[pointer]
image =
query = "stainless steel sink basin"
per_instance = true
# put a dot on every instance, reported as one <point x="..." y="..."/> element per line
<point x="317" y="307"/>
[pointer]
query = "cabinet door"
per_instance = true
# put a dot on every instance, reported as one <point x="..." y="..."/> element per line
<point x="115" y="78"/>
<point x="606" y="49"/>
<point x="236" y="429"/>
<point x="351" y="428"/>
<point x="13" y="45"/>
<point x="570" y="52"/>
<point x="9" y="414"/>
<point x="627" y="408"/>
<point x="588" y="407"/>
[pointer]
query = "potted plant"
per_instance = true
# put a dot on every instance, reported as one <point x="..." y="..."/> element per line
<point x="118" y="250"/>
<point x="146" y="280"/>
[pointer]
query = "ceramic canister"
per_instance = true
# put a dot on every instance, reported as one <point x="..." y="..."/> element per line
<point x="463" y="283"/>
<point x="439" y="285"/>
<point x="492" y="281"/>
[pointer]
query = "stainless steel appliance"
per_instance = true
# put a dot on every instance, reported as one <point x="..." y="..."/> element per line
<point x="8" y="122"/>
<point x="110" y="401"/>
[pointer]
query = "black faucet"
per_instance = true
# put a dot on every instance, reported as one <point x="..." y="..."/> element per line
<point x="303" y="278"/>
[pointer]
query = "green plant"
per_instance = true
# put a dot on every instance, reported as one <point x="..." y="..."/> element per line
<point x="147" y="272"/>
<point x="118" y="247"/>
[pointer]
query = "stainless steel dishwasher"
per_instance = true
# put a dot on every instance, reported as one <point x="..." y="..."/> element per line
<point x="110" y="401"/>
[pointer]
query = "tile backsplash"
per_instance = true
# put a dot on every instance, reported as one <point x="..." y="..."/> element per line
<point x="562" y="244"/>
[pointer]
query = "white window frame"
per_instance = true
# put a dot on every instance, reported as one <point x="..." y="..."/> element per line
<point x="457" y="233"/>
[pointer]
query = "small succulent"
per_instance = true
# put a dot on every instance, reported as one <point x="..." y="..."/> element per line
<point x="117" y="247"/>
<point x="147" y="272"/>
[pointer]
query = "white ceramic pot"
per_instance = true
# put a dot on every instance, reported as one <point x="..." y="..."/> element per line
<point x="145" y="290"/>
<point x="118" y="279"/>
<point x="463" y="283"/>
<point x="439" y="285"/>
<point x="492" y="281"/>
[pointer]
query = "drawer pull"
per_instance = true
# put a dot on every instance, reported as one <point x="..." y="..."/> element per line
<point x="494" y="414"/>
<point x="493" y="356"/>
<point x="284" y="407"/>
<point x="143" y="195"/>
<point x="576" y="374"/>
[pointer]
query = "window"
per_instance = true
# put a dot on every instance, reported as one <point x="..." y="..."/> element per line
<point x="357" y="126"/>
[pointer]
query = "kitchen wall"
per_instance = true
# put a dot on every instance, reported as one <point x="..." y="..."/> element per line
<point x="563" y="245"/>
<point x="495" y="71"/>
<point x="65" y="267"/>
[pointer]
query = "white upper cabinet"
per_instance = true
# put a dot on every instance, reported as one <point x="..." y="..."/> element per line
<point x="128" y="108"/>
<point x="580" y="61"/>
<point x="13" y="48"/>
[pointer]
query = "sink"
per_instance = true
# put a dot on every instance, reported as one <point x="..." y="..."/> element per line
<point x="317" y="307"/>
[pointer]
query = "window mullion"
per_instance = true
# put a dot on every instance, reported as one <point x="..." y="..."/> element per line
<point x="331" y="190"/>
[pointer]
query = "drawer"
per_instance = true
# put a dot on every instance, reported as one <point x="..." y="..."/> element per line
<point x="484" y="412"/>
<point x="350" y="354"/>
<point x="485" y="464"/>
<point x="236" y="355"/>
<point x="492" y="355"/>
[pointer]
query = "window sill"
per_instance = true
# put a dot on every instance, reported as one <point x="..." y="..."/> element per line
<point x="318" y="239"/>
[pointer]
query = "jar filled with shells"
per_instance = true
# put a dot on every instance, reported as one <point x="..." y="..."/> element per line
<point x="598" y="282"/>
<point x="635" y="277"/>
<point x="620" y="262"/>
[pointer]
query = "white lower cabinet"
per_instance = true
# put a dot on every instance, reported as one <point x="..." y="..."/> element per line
============
In the records above, how many lines hold the string "plant"? Only the number should be given.

→ Worked solution
2